# Consignes
Réécris en CSV à deux colonnes, « texte » et « valeur », les lignes qui vont du début jusqu'à celle contenant « 90L233 92L255 91L255 », celle-ci comprise. Fais une rangée par texte, avec ce qui y répond dans la seconde colonne, chaque champ entre guillemets et les sauts de ligne remplacés par des espaces.

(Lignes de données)

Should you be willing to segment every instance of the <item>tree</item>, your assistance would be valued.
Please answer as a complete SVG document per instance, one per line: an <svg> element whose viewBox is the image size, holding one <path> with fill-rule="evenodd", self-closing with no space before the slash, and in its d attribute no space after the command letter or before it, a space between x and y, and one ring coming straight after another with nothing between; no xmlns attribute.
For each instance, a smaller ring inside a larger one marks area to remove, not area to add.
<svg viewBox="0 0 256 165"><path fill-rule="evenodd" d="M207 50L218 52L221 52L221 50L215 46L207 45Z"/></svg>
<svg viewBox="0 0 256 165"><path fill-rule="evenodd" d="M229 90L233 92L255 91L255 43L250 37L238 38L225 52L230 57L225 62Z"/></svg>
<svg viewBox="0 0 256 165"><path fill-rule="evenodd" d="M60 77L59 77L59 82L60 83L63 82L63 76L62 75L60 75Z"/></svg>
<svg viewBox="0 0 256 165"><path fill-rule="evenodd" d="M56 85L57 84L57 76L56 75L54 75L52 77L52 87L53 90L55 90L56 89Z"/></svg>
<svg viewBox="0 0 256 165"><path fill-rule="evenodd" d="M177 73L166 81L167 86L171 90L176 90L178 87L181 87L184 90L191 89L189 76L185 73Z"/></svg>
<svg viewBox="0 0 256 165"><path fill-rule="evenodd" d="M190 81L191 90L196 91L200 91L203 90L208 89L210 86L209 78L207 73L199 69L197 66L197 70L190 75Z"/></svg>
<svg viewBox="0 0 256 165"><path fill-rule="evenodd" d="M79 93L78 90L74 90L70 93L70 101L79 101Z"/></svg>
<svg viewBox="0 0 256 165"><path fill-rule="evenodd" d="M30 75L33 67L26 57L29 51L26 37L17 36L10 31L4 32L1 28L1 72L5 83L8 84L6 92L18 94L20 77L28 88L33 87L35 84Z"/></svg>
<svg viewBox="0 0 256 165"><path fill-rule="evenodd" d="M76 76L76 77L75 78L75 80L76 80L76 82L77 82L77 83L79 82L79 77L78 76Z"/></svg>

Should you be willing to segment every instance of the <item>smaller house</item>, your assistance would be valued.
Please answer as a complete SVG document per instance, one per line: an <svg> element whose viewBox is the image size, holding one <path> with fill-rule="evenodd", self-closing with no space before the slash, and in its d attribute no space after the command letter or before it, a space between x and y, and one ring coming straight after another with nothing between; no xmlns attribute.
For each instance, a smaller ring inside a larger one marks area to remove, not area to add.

# Solution rédigée
texte,valeur
"Should you be willing to segment every instance of the <item>tree</item>, your assistance would be valued. Please answer as a complete SVG document per instance, one per line: an <svg> element whose viewBox is the image size, holding one <path> with fill-rule=""evenodd"", self-closing with no space before the slash, and in its d attribute no space after the command letter or before it, a space between x and y, and one ring coming straight after another with nothing between; no xmlns attribute. For each instance, a smaller ring inside a larger one marks area to remove, not area to add.","<svg viewBox=""0 0 256 165""><path fill-rule=""evenodd"" d=""M207 50L218 52L221 52L221 50L215 46L207 45Z""/></svg> <svg viewBox=""0 0 256 165""><path fill-rule=""evenodd"" d=""M229 90L233 92L255 91L255 43L250 37L238 38L225 52L230 57L225 62Z""/></svg>"